> Source data:
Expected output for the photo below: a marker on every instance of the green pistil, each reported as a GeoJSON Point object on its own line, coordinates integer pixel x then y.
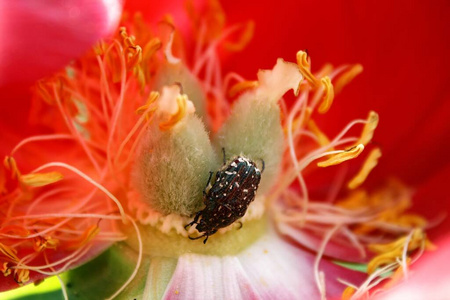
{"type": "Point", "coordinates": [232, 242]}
--
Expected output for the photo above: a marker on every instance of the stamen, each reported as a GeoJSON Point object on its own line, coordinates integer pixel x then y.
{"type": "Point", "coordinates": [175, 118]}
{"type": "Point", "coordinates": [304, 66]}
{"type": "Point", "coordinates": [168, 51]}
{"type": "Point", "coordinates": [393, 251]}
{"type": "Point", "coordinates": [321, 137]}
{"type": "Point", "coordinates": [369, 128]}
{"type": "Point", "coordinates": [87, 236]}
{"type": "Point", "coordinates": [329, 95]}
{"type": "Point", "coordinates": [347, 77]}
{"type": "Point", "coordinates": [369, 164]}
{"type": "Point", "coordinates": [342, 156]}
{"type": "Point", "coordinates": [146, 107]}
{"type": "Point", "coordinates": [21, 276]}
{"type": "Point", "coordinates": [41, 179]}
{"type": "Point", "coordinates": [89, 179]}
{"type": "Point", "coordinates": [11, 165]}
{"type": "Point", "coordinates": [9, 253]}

> Task objective: Which lines in the items above contain the word "pixel"? Return each of those lines in full.

> Output for this task:
Expected output for the photo below: a marker on every instance of the green pistil, each reported as a GeoJSON Point object on its own line, coordinates integer pixel x then y.
Expected output for the photo above: a marker on every instance of the stamen, each reported as a GeoJSON Point object on its own line, coordinates integer pixel x then y.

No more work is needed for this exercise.